Coordinate labeling records
┄┄┄┄┄┄┄┄┄┄┄┄┄┄┄┄┄┄┄┄

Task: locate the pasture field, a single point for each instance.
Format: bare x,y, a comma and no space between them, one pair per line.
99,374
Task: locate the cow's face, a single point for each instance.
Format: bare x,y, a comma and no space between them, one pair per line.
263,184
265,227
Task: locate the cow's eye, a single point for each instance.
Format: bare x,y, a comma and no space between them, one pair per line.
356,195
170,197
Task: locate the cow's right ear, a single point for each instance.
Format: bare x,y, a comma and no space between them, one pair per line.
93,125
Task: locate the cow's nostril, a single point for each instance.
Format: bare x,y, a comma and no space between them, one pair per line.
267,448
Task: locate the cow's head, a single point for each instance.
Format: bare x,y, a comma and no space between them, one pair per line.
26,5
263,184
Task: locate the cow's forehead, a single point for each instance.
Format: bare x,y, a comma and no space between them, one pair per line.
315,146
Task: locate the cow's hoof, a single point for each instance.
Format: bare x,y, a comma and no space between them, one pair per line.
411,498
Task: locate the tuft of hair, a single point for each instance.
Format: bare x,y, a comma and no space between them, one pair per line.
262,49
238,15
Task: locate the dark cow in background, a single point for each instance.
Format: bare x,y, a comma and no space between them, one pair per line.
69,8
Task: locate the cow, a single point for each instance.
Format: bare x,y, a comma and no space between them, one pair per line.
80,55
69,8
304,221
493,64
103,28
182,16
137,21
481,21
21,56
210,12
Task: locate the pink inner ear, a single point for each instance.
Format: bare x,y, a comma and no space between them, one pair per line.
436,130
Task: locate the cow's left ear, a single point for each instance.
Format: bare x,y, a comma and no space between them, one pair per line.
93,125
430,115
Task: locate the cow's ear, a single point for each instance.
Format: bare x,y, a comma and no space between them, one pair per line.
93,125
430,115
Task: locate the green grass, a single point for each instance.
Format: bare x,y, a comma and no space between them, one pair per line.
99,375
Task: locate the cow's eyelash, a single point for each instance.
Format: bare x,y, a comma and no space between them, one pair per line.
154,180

┄┄┄┄┄┄┄┄┄┄┄┄┄┄┄┄┄┄┄┄

● **DIRECTIONS**: Lay out these records as a two-column CSV with the columns request and answer, one row per record. Put each record's text and its answer in their own quoted field, with line breaks replaced by spaces.

● **CORRECT RESULT**:
request,answer
"Task: locate the pasture field, a single point for each instance. Format: bare x,y, a comma and no space between them, one pair per line.","99,374"
"Task: locate the cow's face, a single point for each instance. Format: bare x,y, a comma and no space between them, one pair per line.","263,184 265,227"
"Task: locate the cow's eye, a single point for each instance. Format: bare x,y, a comma and no space between them, one pair per line.","356,195 170,197"
"Task: locate the cow's right ear, a single point for each instance. Format: bare x,y, a comma and no space between them, one pair per line.","93,125"
"Task: locate the cow's nostril, a single point for each instance. Format: bare x,y, a comma and no space between them, one pair per line.","267,448"
"Task: locate the cow's head, a single point for each instance. Format: bare x,y, a comma and no space between them, one pair per line.","26,5 263,184"
"Task: locate the cow's forehead, a single point for each instance. Format: bare x,y, a comma and no space between them, one pair per line.","315,146"
"Task: locate the cow's hoof, a single point for each instance. Format: bare x,y, a comma and no space between them, one pair per line.","411,498"
"Task: locate the tuft of hair, a single point for each instance. Format: bare x,y, a comma and no space between them, one pair per line.","262,49 238,15"
"Task: locate the dark cow in background, a single point for each instance. Format: bare x,y, a comma and no space between them, one pair per line.","69,8"
"Task: locate the cow, a single point for each instance. Format: bare x,y, a comma and no space between them, one pair per line.","80,55 69,8 304,221 493,64 103,28 182,16 137,21 481,21 21,56 210,12"
"Task: locate the pink inner ear, a single point for each instance. Format: bare x,y, a comma and no space between them, one pair per line.","436,130"
"Task: locate the cow's left ear, a single point for each instance. Format: bare x,y, a comma and no space between them, one pair per line.","93,125 430,115"
"Task: locate the cow's ear, a single point for each instance. Format: bare x,y, a comma and no space between them, one pair per line.","93,125 430,115"
"Task: locate the green grass, a single point for each instance. Format: bare x,y, a comma and no space between them, one pair per line.","99,375"
"Task: locate the cow's eyelash, a single point for each instance. Format: bare x,y, a comma and no space between them, one pair per line.","154,180"